Activity list:
A. In the puppy strangles thread, what treatment is Holly's brother receiving?
B. Give the passage of the puppy strangles thread between "Kodi had puppy" and "with another puppy.", inclusive, swapping "bug bite" for "insect bite".

# Puppy strangles



## Wildflower (Dec 6, 2009)

Has anybody ever heard of or had experience with puppy strangles? There are other names to call it, but this seems to be the most common.

Holly's brother -- at 7 months old -- has been diagnosed with puppy strangles. I have read _everything_ possible about it and I thought for sure he had been misdiagnosed. It usually occurs in puppies under 4 months of age but can happen to older dogs -- although rather rare. But, the vet did two cultures and both determined this is definitely what he has.

It is only affecting his eyes. They look pretty nasty. I thought it would be cherry eye when I first heard about it but when I saw him, it definitely was not. He is on week 3 of treatment -- steroids. The first week he had swollen glands and those have gone away and not returned. He's still his very rambunctious self but a bit toned down...

Just curious if anybody else has encountered this. I did a search on the forum, but it's never been discussed before.

Thanks!


----------



## Lunastar (Feb 9, 2009)

I have never even heard of this.


----------



## Missy (Nov 6, 2006)

I had not heard of it either but it sounds scary. Here's an article I found. Is Holly's Brother on steroids? I know one puppy on here had pyoderma which is listed as a symptom in the article but it I believe it was bacterial not autoimmune.

http://www.petplace.com/dogs/puppy-strangles/page1.aspx


----------



## HavaneseSoon (Nov 4, 2008)

Actually I was afraid to even look at this post, because I do not like sad things. I have never heard of this condition, but keep us posted so we can learn about conditions.


----------



## krandall (Jun 11, 2009)

Missy said:


> I had not heard of it either but it sounds scary. Here's an article I found. Is Holly's Brother on steroids? I know one puppy on here had pyoderma which is listed as a symptom in the article but it I believe it was bacterial not autoimmune.
> 
> http://www.petplace.com/dogs/puppy-strangles/page1.aspx


Kodi had puppy pyoderma twice in short succession when he was very little. I was told that it is usually either a Staff or Strep infection of the skin, and often gets started from the tiniest break in the skin... Even a bug bite or a scratch from plying with another puppy.

The good news is that it cleared up after a second course of antibiotics. The bad news is tha the antibiotics that they use for it ar a cephalosporin... Not a problem unless, like me, you are violently allergic to them. Fortunately, they were able to give it to him in long lasting shots (the shot lasted 2 weeks) so that I didn't have to handle the drugs.

The vet told me that rarely you have a puppy who gets it over and over, and then you need to look for an underlying immune problem. But getting it once or twice is not that uncommon. (in Kodi's case, it was probably one infection, but just needed more than the initial 2week treatment to completely clear his system) His symptoms were little red bumps all over his legs and belly. Otherwise, he seemed fine. There is a lot of really scary stuff you can read about it on the Internet, but all my vet friends seemed relatively unconcerned about it.

Provided material:
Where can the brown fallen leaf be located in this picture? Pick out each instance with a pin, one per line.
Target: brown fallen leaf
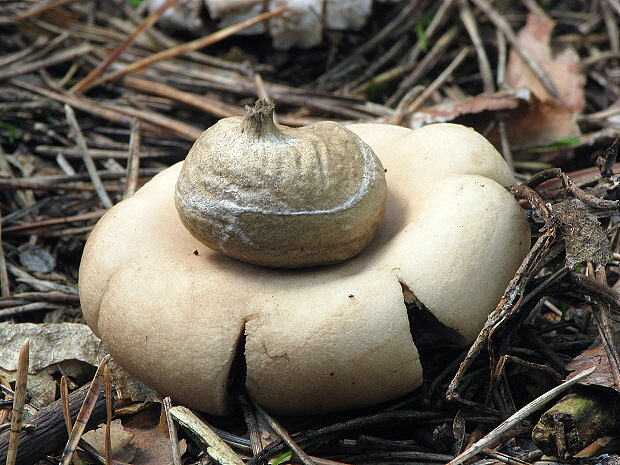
(549, 120)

Per-task answers:
A. Steroids.

B.
Kodi had puppy pyoderma twice in short succession when he was very little. I was told that it is usually either a Staff or Strep infection of the skin, and often gets started from the tiniest break in the skin... Even a insect bite or a scratch from plying with another puppy.